- Written problem a:
From the opera review, extract the passage starting with "Dominick Argento’s The" and going on through "only slightly related.", copied word for word.

- Passage provided:
+++++
Lyric Opera

Last Saturday evening an initially dubious audience attending the opening of Lyric Opera’s The Voyage of Edgar Allan Poe discovered that a modern work (only 14 years old) can be an entirely tolerable experience, perhaps even worth a second viewing. This is not to say that it will replace Madama Butterfly in the repertoire, but fewer people jumped ship before the end of this show than bolted from Alceste a few weeks earlier.

Dominick Argento’s The Voyage of Edgar Allan Poe is the first installment in the Lyric’s “Toward the 21st Century” initiative. Much heralded by the critical establishment, this docket of contemporary works planned for the next decade has been causing some apprehension in the ranks of Lyric Opera subscription holders. And that subscription program is the principal reason that a relatively new and almost entirely unheard of work can claim eight sold-out performances. Yet Saturday’s subscribers now know that The Voyage of Edgar Allan Poe was not being administered to them for their own good, but is rather a legitimate work of 20th-century theater that shares an emotional universe with Benjamin Britten’s Peter Grimes, even if its music is only slightly related.
+++++
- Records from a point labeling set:
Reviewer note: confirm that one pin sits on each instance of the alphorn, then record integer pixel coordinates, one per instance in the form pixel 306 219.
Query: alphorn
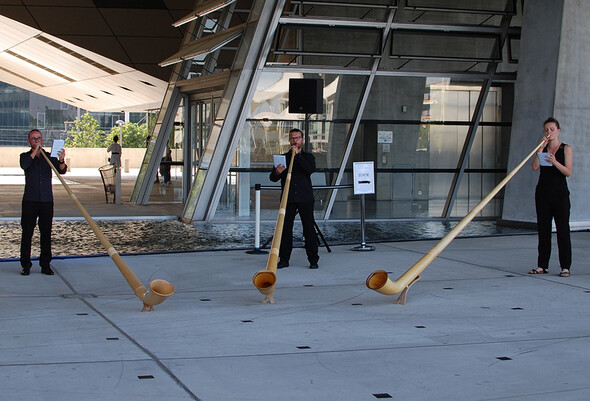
pixel 265 280
pixel 159 289
pixel 380 282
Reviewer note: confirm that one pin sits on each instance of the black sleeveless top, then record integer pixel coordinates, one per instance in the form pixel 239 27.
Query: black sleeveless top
pixel 550 178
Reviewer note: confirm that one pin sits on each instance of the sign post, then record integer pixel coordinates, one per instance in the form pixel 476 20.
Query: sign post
pixel 364 183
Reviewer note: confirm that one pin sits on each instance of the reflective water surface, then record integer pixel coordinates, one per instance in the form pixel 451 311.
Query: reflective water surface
pixel 77 238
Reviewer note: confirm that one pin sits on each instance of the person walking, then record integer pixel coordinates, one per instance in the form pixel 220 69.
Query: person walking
pixel 552 200
pixel 300 200
pixel 37 201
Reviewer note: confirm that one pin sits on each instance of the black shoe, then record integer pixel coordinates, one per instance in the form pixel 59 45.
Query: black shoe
pixel 47 271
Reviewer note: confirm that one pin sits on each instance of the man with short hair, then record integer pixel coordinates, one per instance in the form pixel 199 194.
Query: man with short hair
pixel 300 200
pixel 38 201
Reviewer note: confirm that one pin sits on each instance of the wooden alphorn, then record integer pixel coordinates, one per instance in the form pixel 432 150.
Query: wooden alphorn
pixel 380 282
pixel 159 289
pixel 265 280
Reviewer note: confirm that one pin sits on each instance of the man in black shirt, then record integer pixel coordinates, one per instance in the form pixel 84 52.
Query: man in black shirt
pixel 38 201
pixel 300 200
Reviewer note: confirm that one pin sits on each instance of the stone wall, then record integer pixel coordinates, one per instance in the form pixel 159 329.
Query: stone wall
pixel 78 157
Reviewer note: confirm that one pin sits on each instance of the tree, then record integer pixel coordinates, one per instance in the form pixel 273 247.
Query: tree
pixel 86 134
pixel 134 135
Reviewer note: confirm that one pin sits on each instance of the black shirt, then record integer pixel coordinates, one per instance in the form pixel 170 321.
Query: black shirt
pixel 300 189
pixel 38 176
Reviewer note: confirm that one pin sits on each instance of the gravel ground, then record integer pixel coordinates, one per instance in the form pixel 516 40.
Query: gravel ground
pixel 77 238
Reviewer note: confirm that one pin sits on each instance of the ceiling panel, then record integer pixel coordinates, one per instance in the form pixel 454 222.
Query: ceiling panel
pixel 70 20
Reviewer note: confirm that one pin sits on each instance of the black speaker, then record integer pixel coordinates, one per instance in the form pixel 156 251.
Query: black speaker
pixel 306 95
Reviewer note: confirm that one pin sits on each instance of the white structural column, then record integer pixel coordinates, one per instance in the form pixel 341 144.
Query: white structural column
pixel 553 77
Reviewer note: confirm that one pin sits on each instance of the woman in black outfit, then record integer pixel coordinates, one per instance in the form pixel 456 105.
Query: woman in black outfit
pixel 552 200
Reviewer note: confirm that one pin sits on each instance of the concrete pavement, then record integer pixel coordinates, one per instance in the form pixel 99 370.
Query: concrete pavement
pixel 475 327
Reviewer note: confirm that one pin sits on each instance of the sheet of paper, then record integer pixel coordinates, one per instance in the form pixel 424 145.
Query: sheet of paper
pixel 279 159
pixel 543 158
pixel 58 144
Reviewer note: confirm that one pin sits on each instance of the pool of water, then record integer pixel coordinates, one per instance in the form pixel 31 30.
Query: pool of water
pixel 77 238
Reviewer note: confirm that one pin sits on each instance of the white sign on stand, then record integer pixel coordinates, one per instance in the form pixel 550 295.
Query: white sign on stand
pixel 364 178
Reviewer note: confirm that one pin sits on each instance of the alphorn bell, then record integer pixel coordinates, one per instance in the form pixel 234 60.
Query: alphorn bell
pixel 265 280
pixel 159 289
pixel 380 282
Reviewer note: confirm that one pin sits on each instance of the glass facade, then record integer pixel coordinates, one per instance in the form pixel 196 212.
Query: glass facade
pixel 22 111
pixel 424 92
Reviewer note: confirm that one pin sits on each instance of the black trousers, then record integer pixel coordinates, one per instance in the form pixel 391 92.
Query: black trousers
pixel 305 210
pixel 30 212
pixel 553 206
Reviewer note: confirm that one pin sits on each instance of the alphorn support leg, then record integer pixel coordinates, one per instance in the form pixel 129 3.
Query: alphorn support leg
pixel 402 297
pixel 268 298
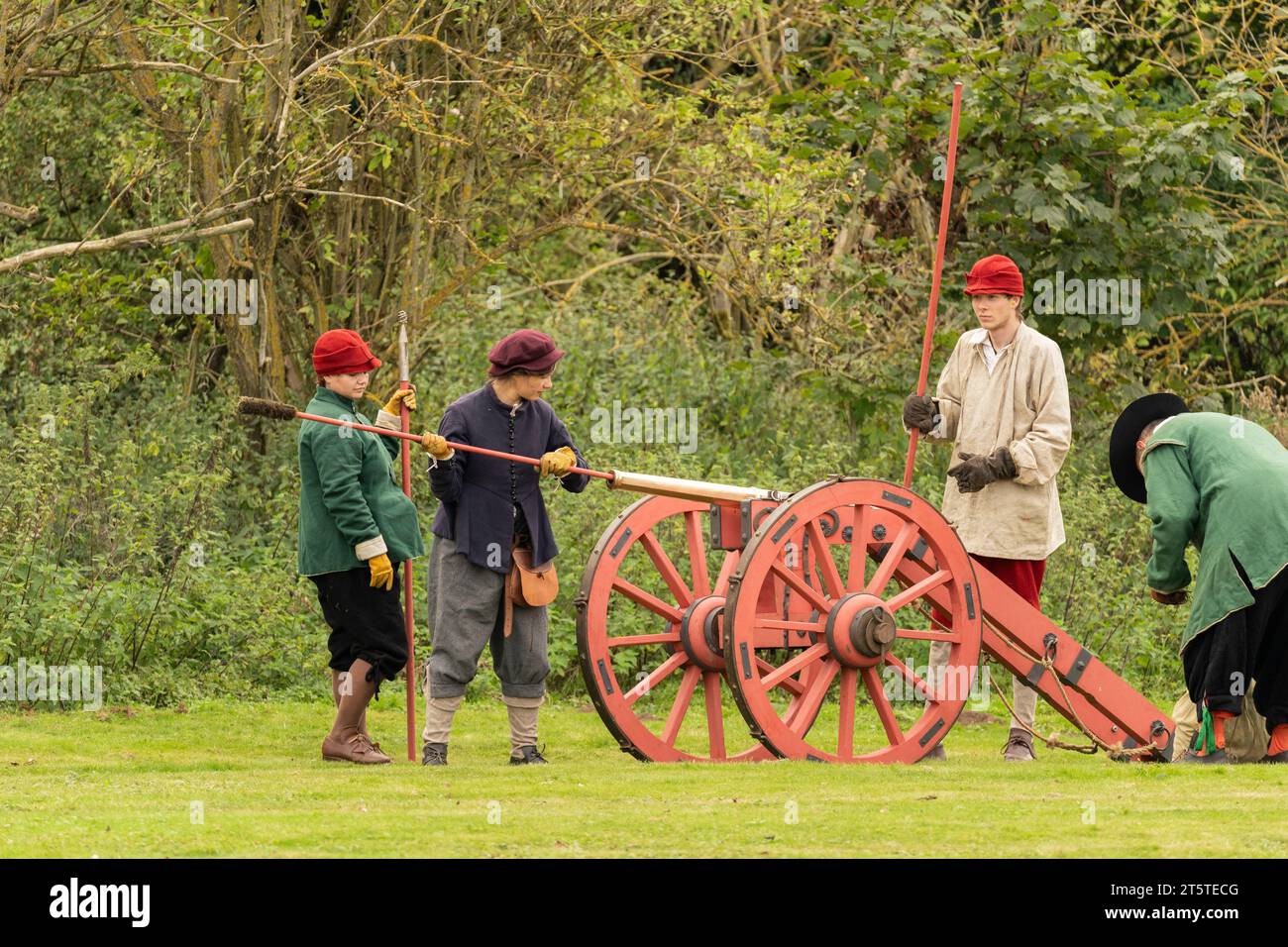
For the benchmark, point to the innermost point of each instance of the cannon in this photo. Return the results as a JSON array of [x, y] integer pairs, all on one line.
[[798, 612]]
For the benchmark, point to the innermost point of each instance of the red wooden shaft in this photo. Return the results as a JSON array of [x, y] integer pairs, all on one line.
[[944, 206], [468, 449], [408, 612]]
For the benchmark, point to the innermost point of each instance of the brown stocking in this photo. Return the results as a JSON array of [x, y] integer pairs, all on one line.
[[335, 696], [352, 706]]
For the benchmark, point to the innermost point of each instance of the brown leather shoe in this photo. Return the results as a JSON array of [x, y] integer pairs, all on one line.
[[356, 749], [1019, 748]]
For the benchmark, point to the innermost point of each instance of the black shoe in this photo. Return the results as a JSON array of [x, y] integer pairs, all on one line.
[[1209, 758], [436, 755], [527, 754]]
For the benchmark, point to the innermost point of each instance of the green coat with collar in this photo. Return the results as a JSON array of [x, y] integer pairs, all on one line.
[[1222, 483], [351, 504]]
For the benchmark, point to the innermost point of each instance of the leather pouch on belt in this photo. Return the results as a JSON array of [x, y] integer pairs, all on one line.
[[528, 586]]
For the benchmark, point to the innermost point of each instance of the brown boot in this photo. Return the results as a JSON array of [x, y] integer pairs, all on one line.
[[356, 749], [1019, 748]]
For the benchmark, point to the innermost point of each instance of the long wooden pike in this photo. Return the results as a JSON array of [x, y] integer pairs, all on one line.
[[408, 609], [617, 479], [944, 206]]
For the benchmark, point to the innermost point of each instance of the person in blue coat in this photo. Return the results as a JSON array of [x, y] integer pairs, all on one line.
[[490, 506]]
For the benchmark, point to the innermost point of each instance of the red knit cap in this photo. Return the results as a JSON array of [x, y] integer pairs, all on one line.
[[995, 274], [342, 352], [527, 350]]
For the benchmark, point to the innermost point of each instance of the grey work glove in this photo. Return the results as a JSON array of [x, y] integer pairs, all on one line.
[[918, 411], [977, 472]]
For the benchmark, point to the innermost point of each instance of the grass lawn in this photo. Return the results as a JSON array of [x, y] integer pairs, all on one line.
[[230, 779]]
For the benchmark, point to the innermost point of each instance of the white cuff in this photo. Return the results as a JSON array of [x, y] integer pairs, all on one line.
[[370, 549]]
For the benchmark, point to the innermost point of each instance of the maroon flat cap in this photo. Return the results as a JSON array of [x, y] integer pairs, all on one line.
[[527, 350]]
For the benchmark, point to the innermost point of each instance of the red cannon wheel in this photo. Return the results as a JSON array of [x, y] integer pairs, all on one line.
[[879, 552], [651, 581]]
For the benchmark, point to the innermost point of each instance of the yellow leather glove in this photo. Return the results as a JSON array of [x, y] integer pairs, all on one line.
[[558, 463], [381, 573], [394, 403], [436, 445]]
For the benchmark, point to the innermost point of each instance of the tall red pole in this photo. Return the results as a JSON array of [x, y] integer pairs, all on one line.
[[408, 620], [945, 204]]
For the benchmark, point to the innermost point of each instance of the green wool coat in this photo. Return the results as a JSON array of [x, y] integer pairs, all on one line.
[[1222, 483], [351, 504]]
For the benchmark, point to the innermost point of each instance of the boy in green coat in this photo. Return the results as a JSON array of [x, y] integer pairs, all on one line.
[[1222, 483], [356, 526]]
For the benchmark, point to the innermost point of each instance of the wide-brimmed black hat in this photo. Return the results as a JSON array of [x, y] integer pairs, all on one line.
[[1122, 441]]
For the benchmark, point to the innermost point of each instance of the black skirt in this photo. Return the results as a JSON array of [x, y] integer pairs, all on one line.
[[365, 622], [1248, 644]]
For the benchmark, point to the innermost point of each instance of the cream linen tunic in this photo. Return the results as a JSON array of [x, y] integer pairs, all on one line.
[[1022, 405]]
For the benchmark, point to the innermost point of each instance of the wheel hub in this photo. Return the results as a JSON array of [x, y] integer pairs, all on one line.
[[859, 630], [700, 631]]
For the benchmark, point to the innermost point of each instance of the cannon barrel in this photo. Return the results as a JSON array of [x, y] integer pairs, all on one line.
[[690, 489]]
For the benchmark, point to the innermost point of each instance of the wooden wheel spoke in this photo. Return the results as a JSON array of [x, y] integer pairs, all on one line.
[[807, 591], [913, 591], [715, 715], [682, 703], [793, 665], [789, 684], [656, 678], [804, 715], [726, 567], [697, 554], [845, 728], [823, 557], [918, 685], [670, 575], [858, 549], [647, 599], [898, 547], [883, 705]]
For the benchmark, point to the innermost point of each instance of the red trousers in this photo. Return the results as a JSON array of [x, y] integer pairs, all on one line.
[[1024, 577]]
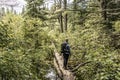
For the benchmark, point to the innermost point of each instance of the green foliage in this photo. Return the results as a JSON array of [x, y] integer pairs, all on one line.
[[24, 48], [35, 9]]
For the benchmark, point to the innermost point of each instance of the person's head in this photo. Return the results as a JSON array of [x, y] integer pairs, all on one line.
[[66, 40]]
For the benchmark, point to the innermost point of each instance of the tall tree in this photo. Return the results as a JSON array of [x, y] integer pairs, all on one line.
[[65, 16], [35, 8]]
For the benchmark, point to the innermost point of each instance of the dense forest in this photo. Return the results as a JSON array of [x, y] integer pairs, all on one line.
[[92, 27]]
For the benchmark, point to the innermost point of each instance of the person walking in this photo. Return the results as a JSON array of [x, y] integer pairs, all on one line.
[[65, 50]]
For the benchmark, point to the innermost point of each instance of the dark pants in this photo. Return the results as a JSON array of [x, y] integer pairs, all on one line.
[[65, 57]]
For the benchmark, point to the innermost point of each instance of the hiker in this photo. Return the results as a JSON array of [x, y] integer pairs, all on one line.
[[65, 50]]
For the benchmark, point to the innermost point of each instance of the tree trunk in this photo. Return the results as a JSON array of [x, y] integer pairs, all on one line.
[[103, 7], [60, 17], [65, 17]]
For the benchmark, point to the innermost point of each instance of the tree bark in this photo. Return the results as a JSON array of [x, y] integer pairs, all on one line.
[[65, 17], [103, 7], [60, 17]]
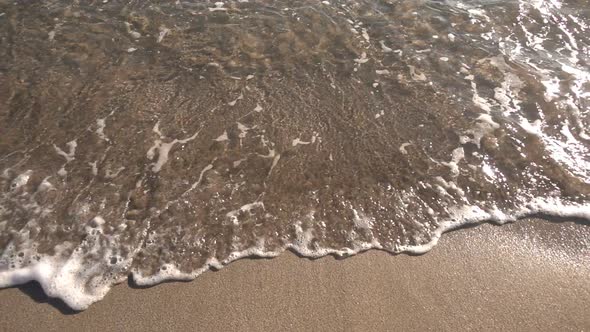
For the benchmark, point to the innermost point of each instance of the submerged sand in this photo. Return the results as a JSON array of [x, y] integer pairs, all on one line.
[[531, 275]]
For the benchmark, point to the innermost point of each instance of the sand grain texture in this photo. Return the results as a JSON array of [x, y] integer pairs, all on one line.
[[532, 275]]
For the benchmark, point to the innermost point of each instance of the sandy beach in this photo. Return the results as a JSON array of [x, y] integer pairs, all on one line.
[[532, 275]]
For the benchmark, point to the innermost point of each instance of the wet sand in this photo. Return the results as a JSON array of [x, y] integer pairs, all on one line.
[[532, 275]]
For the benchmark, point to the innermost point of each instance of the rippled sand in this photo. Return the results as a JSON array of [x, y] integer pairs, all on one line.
[[160, 140]]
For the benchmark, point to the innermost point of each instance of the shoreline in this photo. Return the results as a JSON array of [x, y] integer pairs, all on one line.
[[526, 275]]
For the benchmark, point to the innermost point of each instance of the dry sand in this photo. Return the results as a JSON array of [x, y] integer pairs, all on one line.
[[532, 275]]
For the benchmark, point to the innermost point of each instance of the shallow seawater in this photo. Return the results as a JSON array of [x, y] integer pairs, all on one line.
[[159, 139]]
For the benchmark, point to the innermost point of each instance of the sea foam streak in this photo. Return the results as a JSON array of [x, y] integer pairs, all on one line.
[[241, 129]]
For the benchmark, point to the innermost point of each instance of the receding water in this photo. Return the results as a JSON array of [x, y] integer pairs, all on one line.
[[159, 138]]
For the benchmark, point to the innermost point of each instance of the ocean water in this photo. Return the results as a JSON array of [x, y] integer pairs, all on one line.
[[158, 139]]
+++++
- Written problem b:
Pull out every line of the records that contains the string "speaker".

- Written reply a:
Dominick Argento’s The Voyage of Edgar Allan Poe is the first installment in the Lyric’s “Toward the 21st Century” initiative. Much heralded by the critical establishment, this docket of contemporary works planned for the next decade has been causing some apprehension in the ranks of Lyric Opera subscription holders. And that subscription program is the principal reason that a relatively new and almost entirely unheard of work can claim eight sold-out performances. Yet Saturday’s subscribers now know that The Voyage of Edgar Allan Poe was not being administered to them for their own good, but is rather a legitimate work of 20th-century theater that shares an emotional universe with Benjamin Britten’s Peter Grimes, even if its music is only slightly related.

- Written reply b:
Reviewer note: confirm that one pin sits on each instance of the black speaker, then record integer pixel coordinates, one per instance in the form pixel 156 251.
Query: black speaker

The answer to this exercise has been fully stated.